= SET TASK =
Quote each record exactly, please, leaving none out.

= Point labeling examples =
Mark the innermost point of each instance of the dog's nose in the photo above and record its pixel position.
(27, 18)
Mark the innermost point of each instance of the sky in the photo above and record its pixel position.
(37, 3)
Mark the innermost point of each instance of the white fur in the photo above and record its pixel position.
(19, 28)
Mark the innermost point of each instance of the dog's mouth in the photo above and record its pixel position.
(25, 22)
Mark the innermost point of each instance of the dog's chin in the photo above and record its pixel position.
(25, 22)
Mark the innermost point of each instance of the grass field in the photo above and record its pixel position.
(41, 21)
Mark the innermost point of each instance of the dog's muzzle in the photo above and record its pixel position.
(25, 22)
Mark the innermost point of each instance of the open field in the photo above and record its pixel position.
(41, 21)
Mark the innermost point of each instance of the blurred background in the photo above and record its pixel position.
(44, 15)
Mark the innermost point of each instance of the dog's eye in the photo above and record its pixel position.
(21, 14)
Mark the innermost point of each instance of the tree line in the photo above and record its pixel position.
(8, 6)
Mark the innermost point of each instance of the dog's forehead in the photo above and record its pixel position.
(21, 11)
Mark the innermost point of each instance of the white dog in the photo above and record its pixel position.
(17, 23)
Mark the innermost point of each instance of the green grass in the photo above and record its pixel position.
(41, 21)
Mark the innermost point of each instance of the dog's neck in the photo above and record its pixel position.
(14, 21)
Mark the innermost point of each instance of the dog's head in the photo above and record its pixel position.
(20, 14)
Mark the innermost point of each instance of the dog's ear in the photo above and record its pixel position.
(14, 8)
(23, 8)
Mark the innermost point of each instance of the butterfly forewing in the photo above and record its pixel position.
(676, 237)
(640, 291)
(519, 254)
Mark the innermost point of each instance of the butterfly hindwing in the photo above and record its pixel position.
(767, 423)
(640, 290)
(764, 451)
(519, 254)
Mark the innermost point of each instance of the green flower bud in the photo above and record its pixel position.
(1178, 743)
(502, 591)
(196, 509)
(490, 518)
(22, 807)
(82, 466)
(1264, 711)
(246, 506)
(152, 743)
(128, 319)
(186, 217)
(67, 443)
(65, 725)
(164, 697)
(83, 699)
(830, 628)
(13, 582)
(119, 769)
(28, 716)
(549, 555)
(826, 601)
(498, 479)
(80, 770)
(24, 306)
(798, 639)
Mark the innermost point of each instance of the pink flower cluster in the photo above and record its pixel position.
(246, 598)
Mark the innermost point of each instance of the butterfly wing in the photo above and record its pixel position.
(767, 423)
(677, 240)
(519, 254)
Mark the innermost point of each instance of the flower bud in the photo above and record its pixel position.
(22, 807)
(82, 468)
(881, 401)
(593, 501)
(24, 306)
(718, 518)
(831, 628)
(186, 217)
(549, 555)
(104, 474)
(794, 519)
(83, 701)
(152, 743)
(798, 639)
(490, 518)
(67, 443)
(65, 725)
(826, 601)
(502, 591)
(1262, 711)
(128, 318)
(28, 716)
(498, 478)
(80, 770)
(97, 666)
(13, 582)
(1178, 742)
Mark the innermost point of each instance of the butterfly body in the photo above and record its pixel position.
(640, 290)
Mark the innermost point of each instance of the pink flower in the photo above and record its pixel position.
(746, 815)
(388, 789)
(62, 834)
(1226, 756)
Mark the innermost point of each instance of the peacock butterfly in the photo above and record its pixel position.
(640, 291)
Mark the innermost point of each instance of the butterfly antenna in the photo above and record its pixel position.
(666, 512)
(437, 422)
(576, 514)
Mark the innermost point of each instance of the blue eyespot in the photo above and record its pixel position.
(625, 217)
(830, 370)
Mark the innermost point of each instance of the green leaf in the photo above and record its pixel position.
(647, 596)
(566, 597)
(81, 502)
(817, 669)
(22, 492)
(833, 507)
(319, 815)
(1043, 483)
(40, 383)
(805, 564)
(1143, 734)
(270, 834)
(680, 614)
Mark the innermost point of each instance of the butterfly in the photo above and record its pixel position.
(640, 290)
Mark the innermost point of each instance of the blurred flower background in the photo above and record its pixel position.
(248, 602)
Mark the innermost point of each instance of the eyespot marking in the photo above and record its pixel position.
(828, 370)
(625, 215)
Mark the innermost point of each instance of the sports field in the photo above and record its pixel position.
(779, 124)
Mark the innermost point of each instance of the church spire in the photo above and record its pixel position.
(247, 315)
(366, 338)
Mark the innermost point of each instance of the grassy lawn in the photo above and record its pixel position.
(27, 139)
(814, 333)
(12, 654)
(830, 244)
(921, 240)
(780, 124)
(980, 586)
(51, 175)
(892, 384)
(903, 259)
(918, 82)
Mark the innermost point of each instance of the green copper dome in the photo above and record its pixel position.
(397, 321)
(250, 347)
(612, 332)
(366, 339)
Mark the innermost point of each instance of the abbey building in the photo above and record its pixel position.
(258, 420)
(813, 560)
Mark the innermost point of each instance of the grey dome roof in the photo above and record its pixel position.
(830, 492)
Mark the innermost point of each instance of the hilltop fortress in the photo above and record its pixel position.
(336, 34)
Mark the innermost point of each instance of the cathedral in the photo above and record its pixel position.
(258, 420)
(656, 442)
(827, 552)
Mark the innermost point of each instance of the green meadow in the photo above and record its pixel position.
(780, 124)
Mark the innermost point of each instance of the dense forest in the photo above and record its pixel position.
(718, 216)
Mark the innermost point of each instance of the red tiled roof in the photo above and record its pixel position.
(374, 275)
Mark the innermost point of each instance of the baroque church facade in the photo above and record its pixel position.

= EXPECTED OUTPUT =
Mark the innermost point of each instance of the dog's nose in the photo above and record its pixel position.
(27, 18)
Mark the innermost point of each instance of the sky in the photo above and record its pixel position.
(37, 3)
Mark the innermost point of each instance of the white fur in the photo above and record its pixel position.
(19, 28)
Mark the innermost point of each instance of the dog's mouth in the photo above and record its pixel position.
(25, 22)
Mark the innermost point of each instance of the dog's chin in the photo above and record its pixel position.
(25, 22)
Mark the innermost point of each instance of the grass field in the photo above and record its pixel position.
(41, 21)
Mark the innermost point of each instance of the dog's muzzle in the photo above and record its pixel position.
(25, 22)
Mark the innermost point of each instance of the open field in the photo above and record its pixel position.
(41, 21)
Mark the innermost point of each instance of the blurred background in the photo above and record its pixel position.
(44, 15)
Mark the innermost point of each instance of the dog's eye in the photo above and record its pixel position.
(21, 14)
Mark the innermost point of each instance of the tree line in the photo above and record its pixel position.
(8, 6)
Mark the innermost point of each instance of the dog's forehead in the photo above and record its pixel position.
(21, 11)
Mark the innermost point of each instance of the white dog in the photo above and record its pixel position.
(17, 23)
Mark the innermost point of each instance of the green grass in the photo above and record its pixel position.
(41, 21)
Mark the innermost point of each instance of the dog's neck in the photo above and record its pixel position.
(14, 21)
Mark the innermost point of each instance of the dog's head in the photo above and record its pixel position.
(20, 14)
Mark the innermost point of each instance of the dog's ear in the photo above and record its pixel position.
(14, 8)
(23, 8)
Mark the innermost point of each instance of the butterfly forewing in the photo above and record its pixel position.
(676, 237)
(640, 291)
(519, 254)
Mark the innermost point of each instance of the butterfly hindwing in the photo above and record its pixel position.
(767, 423)
(640, 290)
(764, 451)
(519, 254)
Mark the innermost point of each instance of the green flower bud in the photo above and record its pixel position.
(1178, 743)
(502, 591)
(196, 509)
(490, 518)
(22, 807)
(82, 466)
(1264, 711)
(246, 506)
(152, 743)
(128, 319)
(186, 217)
(67, 443)
(65, 725)
(164, 697)
(83, 699)
(830, 628)
(13, 582)
(119, 769)
(28, 716)
(549, 555)
(826, 601)
(498, 479)
(80, 770)
(24, 306)
(798, 639)
Mark the innermost point of each instance of the pink flower cluster in the photo above and record its pixel position.
(246, 598)
Mark the innermost point of each instance of the butterfly wing in the photo above and record its pixel position.
(767, 423)
(677, 240)
(519, 254)
Mark the innermost point of each instance of the flower bud in the photo above and record its pixel position.
(22, 807)
(82, 468)
(881, 401)
(593, 501)
(24, 306)
(718, 518)
(831, 628)
(186, 217)
(549, 555)
(104, 474)
(794, 519)
(83, 701)
(152, 743)
(798, 639)
(490, 518)
(67, 443)
(65, 725)
(826, 601)
(502, 591)
(1262, 711)
(128, 318)
(28, 716)
(498, 478)
(80, 770)
(97, 666)
(13, 582)
(1178, 742)
Mark the innermost point of each instance of the butterfly body in the photo above and record its pixel position.
(640, 290)
Mark the innermost point of each instance of the pink flower in the photo above and record its pixel position.
(746, 815)
(388, 789)
(62, 834)
(1226, 756)
Mark the innermost point of each instance of the peacock butterfly in the photo above and record its pixel position.
(640, 291)
Mark the innermost point of each instance of the butterfly antenna in the photo above and record its pixel position.
(666, 512)
(437, 422)
(576, 514)
Mark the innermost point of each instance of the blue eyespot in the photo above and record its pixel position.
(625, 217)
(830, 370)
Mark the innermost point of each instance of the green leaf in the photo above and record its pixel position.
(647, 596)
(566, 597)
(81, 502)
(817, 669)
(22, 492)
(833, 507)
(319, 815)
(1043, 483)
(40, 383)
(805, 564)
(1143, 734)
(270, 834)
(680, 614)
Mark the innermost point of each instance of the butterfly in the photo above and record its pixel position.
(640, 290)
Mark the innermost point of each instance of the blurred flower background in the photo above and record its pixel position.
(248, 602)
Mark the innermost point of each instance of the eyespot marking in the photo above and record its pixel position.
(828, 370)
(625, 215)
Mark the innermost point of each instance of the sports field in the photo above and record its pixel position.
(779, 124)
Mark the innermost point of each instance of the church spire in the photo above and record its pixel position.
(247, 315)
(366, 338)
Mark the innermost point of each instance of the grassy lawn in the photo above and record its pixel position.
(27, 139)
(814, 333)
(12, 654)
(830, 244)
(921, 240)
(780, 124)
(980, 586)
(51, 175)
(892, 384)
(903, 259)
(918, 82)
Mark the innermost point of each instance of the green copper dome in the photo above and record its pixel position.
(397, 321)
(250, 347)
(612, 332)
(366, 339)
Mark the innermost point of each instance of the abbey building in the photo above and record its pixel position.
(258, 420)
(813, 560)
Mark the innermost point of each instance of the grey dome roof in the photo above and record its pixel position.
(830, 492)
Mark the innermost point of each instance of the hilltop fortress in the photo above and record its pixel position.
(336, 34)
Mark the innermost point of each instance of the cathedral in the photo above and record its pixel position.
(258, 420)
(656, 442)
(827, 552)
Mark the innermost point of each instance of the green meadow in the photo above and record its pixel position.
(780, 124)
Mark the innermost point of each instance of the dense forest in the photo above and record its pixel position.
(718, 216)
Mark the innermost point of each instance of the red tiled roof in the photo above and record its pixel position.
(374, 275)
Mark the innermost point of each instance of the baroque church facade in the photo above and record its pixel position.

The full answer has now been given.